_Work instructions:_
Extend the online thread about the CDC's COVID vaccine guidance, starting right after its final sentence.

_Exercise text:_
########################################
It's simply unacceptable for professionsals to say "We don't know X, we'll let you know in 3 months." If you don't know about the India variants and the vaccine, spend 100k to FLY-OUT 1,000 vaccines to India same day, inoculate 1000 volunteers, and track them. You'll have your answer within 40 days. Do this for every variant, it's not rocket-science.

If there's something I'm missing, then they need to explain it about 10x better than they are doing so far. Feels like a bunch of middle-managers.

---

tl; dr - CDC needs to be managed by some software engineers apparently.

Edit - Feel free to justify those downvotes if you think you can.


I think your getting downvotes with your 'software engineers should manage everything' comment. That's a comical statement to make and comes off appearing as a 'know-it-all', something the CDC appears to be suffering from


1. We don't (and didn't) know how long antibodies would offer protection. Some viral infections can recur very quickly. Also, all of the data I've seen is that the immunity conferred by the COVID vaccine is more durable than that from an infection.

2. It's not a given that a vaccine prevents transmission. Being an asymptomatic carrier is a real thing.

3. This statement shows a fundamental misunderstanding of how vaccination works. The vaccine is only 90% effective. If vaccinated people are swimming in a sea of COVID, then roughly 10% of them will go on to get COVID. You're also ignoring the fact that as of today children under 16 can't get vaccinated AT ALL, and so beyond whether they die or get critically ill from it, they are contributing to the sea of COVID that can infect vaccinated senior citizens.

3. Studies take time. Knowing how variants perform vs. vaccines is not a matter of people flying on a plane. It's a matter of running a study long enough to see who gets infected and who doesn't. You seem to be completely unaware of the classic project management warning that it takes 9 months to have a baby, 9 mothers can't have one in one month.

On masking in public, you also need to understand that we have to have rules that are manageable. You can't say "oh vaccinated people, you can stop wearing masks in public", because then every storekeeper needs to query every non-masker to ask whether they are vaccinated - and of course they are all going to say yes, and they are even going to carry fake vaccination cards to prove their point. It's just an untenable situation, and additionally as long as COVID is in open spread with tens of thousands of cases per day, vaccinated people are still vulnerable.
########################################
(Stored data entries)

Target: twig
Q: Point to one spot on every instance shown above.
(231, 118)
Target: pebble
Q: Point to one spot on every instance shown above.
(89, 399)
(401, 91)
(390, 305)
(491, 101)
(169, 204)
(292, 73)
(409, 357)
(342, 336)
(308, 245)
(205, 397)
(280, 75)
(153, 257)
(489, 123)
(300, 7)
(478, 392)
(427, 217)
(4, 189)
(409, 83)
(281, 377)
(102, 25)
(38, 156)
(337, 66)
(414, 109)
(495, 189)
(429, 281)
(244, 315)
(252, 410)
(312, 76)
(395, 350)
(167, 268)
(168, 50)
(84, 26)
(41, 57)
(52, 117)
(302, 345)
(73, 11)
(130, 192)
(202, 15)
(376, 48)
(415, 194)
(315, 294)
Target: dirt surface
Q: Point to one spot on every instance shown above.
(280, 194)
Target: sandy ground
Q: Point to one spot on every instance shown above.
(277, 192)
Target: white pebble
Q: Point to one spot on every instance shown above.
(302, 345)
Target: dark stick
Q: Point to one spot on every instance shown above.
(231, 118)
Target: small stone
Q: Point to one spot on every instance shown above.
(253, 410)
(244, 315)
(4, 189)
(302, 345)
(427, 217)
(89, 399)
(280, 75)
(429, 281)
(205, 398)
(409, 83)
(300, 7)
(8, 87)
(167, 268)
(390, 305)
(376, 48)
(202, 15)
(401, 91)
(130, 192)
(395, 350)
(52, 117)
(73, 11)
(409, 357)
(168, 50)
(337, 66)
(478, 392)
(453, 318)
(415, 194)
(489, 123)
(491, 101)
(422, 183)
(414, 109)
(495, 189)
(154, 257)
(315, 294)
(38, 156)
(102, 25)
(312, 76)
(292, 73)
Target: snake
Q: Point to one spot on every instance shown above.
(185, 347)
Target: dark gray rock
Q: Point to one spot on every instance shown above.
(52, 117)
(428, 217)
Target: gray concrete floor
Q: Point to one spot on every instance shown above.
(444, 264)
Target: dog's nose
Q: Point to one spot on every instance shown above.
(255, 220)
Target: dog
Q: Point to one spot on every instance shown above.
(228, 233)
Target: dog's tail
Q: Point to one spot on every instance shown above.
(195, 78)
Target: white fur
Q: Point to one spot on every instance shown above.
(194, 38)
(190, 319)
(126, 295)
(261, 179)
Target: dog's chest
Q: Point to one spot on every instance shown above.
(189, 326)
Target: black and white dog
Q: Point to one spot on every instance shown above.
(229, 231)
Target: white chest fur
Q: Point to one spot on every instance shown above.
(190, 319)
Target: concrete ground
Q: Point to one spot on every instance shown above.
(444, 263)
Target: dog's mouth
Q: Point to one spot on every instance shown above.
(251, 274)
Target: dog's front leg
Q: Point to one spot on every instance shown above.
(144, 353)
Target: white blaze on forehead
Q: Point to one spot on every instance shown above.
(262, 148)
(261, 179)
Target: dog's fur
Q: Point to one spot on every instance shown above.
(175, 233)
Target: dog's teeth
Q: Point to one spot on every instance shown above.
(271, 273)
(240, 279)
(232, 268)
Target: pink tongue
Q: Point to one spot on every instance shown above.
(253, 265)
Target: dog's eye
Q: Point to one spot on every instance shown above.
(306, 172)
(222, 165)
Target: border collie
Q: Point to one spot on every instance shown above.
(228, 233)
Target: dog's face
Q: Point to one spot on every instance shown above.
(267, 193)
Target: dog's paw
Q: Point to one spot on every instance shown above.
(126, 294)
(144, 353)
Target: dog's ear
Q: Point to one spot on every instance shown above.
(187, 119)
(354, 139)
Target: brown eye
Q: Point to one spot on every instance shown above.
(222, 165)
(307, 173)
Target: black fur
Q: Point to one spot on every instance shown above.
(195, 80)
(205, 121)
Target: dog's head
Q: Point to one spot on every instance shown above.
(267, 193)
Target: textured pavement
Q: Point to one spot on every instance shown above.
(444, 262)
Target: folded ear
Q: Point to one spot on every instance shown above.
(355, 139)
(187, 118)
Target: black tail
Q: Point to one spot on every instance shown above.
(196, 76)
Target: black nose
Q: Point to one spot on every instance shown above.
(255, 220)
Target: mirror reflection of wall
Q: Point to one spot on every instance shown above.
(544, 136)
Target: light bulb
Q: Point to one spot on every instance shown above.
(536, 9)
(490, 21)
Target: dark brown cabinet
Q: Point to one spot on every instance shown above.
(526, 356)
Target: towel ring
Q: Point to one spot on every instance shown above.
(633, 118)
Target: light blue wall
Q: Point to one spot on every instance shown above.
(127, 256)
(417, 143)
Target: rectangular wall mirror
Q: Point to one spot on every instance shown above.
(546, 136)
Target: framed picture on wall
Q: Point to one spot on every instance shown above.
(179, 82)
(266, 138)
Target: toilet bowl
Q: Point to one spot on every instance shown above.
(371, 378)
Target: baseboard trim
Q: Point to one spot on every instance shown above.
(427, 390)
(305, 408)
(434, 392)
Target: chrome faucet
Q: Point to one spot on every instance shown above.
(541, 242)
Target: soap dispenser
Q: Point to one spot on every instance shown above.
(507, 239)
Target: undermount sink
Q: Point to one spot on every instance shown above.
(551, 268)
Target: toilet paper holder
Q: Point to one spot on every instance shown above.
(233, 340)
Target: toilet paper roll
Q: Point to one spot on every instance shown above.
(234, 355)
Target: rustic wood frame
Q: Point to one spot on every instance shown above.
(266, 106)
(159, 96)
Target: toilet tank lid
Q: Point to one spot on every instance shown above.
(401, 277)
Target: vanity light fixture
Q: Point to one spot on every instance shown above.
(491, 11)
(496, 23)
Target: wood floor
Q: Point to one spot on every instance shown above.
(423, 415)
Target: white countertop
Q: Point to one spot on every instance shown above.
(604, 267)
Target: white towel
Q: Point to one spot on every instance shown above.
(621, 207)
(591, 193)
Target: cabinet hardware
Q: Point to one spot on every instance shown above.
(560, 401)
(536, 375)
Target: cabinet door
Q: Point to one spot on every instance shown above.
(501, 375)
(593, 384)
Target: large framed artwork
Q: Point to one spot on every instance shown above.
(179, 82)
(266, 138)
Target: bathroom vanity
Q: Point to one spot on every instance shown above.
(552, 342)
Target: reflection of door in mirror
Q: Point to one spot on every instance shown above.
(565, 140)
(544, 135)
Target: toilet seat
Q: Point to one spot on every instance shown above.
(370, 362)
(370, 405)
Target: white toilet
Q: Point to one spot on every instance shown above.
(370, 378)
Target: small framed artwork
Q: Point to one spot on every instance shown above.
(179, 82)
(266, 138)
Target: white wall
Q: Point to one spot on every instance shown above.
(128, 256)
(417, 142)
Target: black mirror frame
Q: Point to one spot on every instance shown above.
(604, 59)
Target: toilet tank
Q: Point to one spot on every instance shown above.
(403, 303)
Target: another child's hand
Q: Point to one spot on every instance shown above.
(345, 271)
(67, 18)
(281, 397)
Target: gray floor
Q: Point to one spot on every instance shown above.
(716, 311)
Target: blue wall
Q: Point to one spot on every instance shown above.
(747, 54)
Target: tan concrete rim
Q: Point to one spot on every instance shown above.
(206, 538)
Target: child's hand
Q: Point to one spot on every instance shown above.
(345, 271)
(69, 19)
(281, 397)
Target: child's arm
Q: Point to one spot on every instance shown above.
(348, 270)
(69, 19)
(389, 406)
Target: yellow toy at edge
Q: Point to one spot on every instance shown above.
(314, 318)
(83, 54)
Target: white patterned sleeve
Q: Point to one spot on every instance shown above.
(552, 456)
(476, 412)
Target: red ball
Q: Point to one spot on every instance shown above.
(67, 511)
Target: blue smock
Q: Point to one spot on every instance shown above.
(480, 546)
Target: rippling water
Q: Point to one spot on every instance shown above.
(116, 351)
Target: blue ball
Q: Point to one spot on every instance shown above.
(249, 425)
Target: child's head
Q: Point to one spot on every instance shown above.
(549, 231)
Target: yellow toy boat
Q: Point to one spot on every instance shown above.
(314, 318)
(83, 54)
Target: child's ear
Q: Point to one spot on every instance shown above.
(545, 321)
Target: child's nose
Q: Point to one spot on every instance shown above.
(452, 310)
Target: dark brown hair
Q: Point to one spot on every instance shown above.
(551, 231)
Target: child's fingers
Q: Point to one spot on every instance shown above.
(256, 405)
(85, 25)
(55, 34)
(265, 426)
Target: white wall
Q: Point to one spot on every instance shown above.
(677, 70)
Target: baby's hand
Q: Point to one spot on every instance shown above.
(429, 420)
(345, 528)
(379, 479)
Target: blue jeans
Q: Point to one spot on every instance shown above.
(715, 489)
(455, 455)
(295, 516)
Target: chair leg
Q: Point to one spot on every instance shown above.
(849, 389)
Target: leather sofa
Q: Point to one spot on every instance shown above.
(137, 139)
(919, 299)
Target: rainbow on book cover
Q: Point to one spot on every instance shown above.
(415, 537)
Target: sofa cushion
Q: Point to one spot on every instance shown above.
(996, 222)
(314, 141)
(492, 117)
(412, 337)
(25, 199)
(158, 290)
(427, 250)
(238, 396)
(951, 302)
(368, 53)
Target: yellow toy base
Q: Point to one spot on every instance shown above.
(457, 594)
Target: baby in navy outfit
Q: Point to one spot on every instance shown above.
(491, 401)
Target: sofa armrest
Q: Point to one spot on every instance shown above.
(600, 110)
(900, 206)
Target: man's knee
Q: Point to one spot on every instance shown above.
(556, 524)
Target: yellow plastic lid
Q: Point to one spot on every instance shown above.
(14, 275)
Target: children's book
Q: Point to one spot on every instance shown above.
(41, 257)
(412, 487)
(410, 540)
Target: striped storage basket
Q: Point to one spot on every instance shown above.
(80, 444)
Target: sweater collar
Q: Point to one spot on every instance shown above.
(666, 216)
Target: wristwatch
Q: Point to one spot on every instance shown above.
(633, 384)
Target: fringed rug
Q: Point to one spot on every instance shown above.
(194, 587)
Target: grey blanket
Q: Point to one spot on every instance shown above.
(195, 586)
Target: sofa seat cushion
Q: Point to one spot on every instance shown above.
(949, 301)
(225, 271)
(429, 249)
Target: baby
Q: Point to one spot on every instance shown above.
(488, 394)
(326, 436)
########################################
_Answer to this exercise:_
This is a shoddy article that serves only to undermine efforts to deal effectively with Covid, in return for some clicks and eyeballs.

Firstly, the entire premise of the article is not grounded in fact, it's based on multiple in-conclusive statements and reports. Just read the language in the first few sentences - "almost certainly", "appears to be partly based on", "seems to be an exaggeration". But the article then proceeds as if that were fact.

It then tries to reach unsupported conclusions that feed into a convenient narrative at the expense of an inconvenient reality.

That outdoor transmission may have been low is inseparable from the fact that the general population HAVE been distancing, cleaning, masking and other responses. So to conclude that since "<10% is too big of an estimate" masks should not be required for any outdoor activity is gross.

It signs off by concluding that Britain's drop in death rate since January is based on Britain being locked down indoors and carefree outdoors completely ignores the fact that vaccinations have been ramping up.

If you have a genuine conclusion then you don't need weasel words and misleading logic to tell your story.


They aren't using weasel words, they're trying to guess the sources of statements which were released unsourced (which they shouldn't have to do.)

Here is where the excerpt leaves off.